## Page
======

On va au restaurant pour une ambiance, c’est un lieu de partage.
Quelles sont ces dispositions (que nous avons pris soin de classer des plus anodines aux plus anxiogènes) ? Distinguons d’abord la salle de la cuisine. En salle, il y a, en fonction de la configuration du lieu, la possibilité de créer un flux de circulation évitant le croise- ment des » entrants » et des » sortants « . Mais disposer de deux accès est déjà, en soi, un privilège. Ensuite,vient une mesure facile à mettre en place et peu contraig- nante, à savoir se laver les mains, un b.a.-ba du genre efficace. Moins agréable serait un tri effectué dès l’entrée à travers l’utilisation d’un pistolet infrarouge afin de contrôler la température des clients et du personnel. On imagine d’ici la tête des recalés.
Dans la foulée de ce système astreignant d’admission se profile un autre point délicat : combien de personnes pour une même réservation ? Sans même évoquer l’impensable tablée de dix couverts, le restaurant du déconfinement vivra-t-il à l’heure du duo, du trio ou du quatuor, cette dernière configuration étant présentée comme le grand maximum ? Là non plus, personne ne sait. Se trouveront également dans la ligne de mire tous les objets susceptibles de passer de main en main. Les couverts, bien entendu mais, surtout, le menu. Pour ce dernier, plusieurs alternatives réalistes circulent, depuis la version plastifiée désinfectée à chaque fois à la feuille en papier à usage unique, en passant par la tablette tactile, elle aussi dûment nettoyée, ou le menu directement envoyé sur le smartphone. En toute logique, les paiements » sans contact » seront préconisés mais c’est un détail… Notamment au regard d’un service assuré par un personnel avec masque. Autant la Chine a intégré ce dispositif qui s’apparente là-bas à de la courtoisie, autant l’Europe peine à dépasser l’imaginaire clinique et morbide qu’il véhicule.
Rester festif
La question de la distance entre les tables et de l’éventuelle suppression de certaines d’entre elles est encore plus cruciale. Là, les restaurateurs ne rient plus, eux dont le chiffre d’affaires est directement indexé à ce ratio. Jusqu’ici, aucune recommandation officielle ne circule. Tout le monde ne disposant pas du même espace, il est clair que le sujet est épineux. Parle-t-on d’un, de deux, de trois, de quatre ou de cinq mètres entre les tablées ? Dans un article du Monde (1), le designer Patrick Jouin, qui travaille sur l’aménagement des restaurants avec le chef Alain Ducasse, livrait son interprétation de la question : » Chaque individu devrait pouvoir tourner sur lui-même les bras écartés sans heurter un quidam dans son sillage. » Pour assurer cette nouvelle intimité sanitaire, des réponses ont déjà vu le jour. Ainsi des effrayantes cages et structures en plexiglas conçues par une entreprise de Modène ou de ce restaurant amstellodamois, Mediamatic Eten, déclinant un concept, en cours de validation, de » serres séparées « , pour deux personnes, plutôt élégantes mais nécessitant une infrastructure ad hoc. Patrick Jouin, toujours lui, avance de manière plus poétique de recourir à » des paravents faits maison, mobiles et translucides « , précisant que ceux-ci » peuvent être […] réalisés avec des châssis de peintre sur lesquels est tendu ou accroché du film transparent « cristal », celui des fleuristes » (2). Bref, il ne faut pas être à la tête d’un bureau de tendances pour promettre un bel avenir aux alcôves, boudoirs 2.0 et bricolages DIY.

======

## Entrées de données
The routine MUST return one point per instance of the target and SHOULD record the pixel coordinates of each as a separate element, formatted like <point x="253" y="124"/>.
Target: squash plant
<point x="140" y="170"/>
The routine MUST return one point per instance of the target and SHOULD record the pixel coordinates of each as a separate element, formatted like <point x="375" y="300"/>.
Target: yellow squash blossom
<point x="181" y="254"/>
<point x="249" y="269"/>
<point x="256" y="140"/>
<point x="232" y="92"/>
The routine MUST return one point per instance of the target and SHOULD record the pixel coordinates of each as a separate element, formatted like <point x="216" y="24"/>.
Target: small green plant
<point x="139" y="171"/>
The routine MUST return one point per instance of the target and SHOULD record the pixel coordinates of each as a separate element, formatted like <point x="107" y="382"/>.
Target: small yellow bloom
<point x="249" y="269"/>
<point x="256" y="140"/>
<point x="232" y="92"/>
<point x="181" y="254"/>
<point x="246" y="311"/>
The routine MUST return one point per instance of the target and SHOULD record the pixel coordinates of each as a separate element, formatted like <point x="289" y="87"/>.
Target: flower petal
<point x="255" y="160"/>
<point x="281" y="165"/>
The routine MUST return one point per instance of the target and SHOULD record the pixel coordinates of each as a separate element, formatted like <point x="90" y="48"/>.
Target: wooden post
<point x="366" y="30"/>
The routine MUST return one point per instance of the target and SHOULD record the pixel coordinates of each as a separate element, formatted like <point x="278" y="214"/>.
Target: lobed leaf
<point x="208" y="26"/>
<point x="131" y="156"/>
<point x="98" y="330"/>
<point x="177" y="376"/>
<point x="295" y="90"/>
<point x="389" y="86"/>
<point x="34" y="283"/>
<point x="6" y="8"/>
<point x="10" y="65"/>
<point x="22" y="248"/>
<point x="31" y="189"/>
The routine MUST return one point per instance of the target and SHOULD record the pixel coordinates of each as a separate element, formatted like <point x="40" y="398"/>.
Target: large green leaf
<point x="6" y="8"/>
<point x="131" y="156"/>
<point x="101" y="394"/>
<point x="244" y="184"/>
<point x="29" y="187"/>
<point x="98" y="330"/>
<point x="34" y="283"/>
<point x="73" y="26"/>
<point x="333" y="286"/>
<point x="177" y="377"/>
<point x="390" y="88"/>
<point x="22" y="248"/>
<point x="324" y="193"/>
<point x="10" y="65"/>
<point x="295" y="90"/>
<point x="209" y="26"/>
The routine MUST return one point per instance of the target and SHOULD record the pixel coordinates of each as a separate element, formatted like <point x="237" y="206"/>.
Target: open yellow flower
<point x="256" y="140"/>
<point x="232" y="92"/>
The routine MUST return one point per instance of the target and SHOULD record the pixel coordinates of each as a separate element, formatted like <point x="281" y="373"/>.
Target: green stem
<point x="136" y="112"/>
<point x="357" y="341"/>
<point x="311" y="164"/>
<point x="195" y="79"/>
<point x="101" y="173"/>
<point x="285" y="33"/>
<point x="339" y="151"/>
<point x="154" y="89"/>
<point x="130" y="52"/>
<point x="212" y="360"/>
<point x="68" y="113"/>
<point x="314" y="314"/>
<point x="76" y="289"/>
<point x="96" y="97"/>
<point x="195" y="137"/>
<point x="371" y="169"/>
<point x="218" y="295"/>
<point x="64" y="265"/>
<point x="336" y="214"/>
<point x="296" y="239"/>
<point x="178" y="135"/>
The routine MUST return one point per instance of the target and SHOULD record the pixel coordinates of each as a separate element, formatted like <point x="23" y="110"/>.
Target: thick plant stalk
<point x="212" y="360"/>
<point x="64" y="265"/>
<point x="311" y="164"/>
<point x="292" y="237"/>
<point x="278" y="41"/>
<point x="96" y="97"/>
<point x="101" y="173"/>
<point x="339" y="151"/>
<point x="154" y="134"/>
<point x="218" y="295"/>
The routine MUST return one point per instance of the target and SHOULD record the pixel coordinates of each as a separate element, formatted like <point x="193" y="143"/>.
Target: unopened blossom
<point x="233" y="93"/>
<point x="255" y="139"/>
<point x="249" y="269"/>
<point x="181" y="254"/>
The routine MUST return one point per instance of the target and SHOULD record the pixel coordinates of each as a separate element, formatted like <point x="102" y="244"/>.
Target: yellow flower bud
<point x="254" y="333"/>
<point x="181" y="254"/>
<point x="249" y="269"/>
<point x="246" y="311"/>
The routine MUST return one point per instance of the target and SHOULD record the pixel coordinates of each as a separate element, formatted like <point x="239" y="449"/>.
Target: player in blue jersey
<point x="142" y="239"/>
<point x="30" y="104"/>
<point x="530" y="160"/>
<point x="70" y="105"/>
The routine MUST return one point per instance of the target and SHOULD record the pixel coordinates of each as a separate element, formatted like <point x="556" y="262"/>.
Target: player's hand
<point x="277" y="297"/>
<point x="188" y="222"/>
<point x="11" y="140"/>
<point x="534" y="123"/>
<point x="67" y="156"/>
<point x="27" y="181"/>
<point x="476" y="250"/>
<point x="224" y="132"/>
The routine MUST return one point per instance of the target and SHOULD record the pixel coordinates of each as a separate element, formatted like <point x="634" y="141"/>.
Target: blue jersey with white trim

======

## Énoncé 1
Réécrivez le passage de l'article sur les restaurants qui va de "Quelles sont ces" jusqu'à "tête des recalés.", en remplaçant "pistolet infrarouge" par "thermomètre frontal".
## Énoncé 2
Dans l'article sur les restaurants, avec quel chef le designer Patrick Jouin travaille-t-il sur l'aménagement des restaurants ?
## Énoncé 3
Prolongez l'article sur la réouverture des restaurants en reprenant après sa dernière phrase.

## Réponse rédigée 1
Quelles sont ces dispositions (que nous avons pris soin de classer des plus anodines aux plus anxiogènes) ? Distinguons d’abord la salle de la cuisine. En salle, il y a, en fonction de la configuration du lieu, la possibilité de créer un flux de circulation évitant le croise- ment des » entrants » et des » sortants « . Mais disposer de deux accès est déjà, en soi, un privilège. Ensuite,vient une mesure facile à mettre en place et peu contraig- nante, à savoir se laver les mains, un b.a.-ba du genre efficace. Moins agréable serait un tri effectué dès l’entrée à travers l’utilisation d’un thermomètre frontal afin de contrôler la température des clients et du personnel. On imagine d’ici la tête des recalés.

## Réponse rédigée 2
Avec le chef Alain Ducasse.

## Réponse rédigée 3
Et en cuisine ? Attention, là aussi on marche sur des oeufs. Globalement, les chefs veulent bien s’accommoder du port du masque, malgré les questions sensibles de chaleur et de communication difficile derrière les fourneaux, mais ils montrent les dents quand on leur parle d’un protocole, cosigné par le restaurateur et le producteur, adapté au traitement de chaque type de produits. Faut-il rappeler ici que la restauration est déjà soumise à des standards d’hygiène très exigeants ? Christophe Pauly se dit prêt à jouer le jeu… jusqu’à un certain point. » J’imagine mal, par exemple, mon personnel de salle avec un masque. Les restaurateurs seront les derniers à reprendre leurs activités, j’espère qu’à ce moment-là, on pourra envoyer le signe que la vie reprend son cours. Ce n’est pas seulement la nourriture que les gens viennent chercher, c’est la convivialité. Il me semble essentiel de rester festif « , explique le chef du Coq aux Champs (à Soheit-Tinlot).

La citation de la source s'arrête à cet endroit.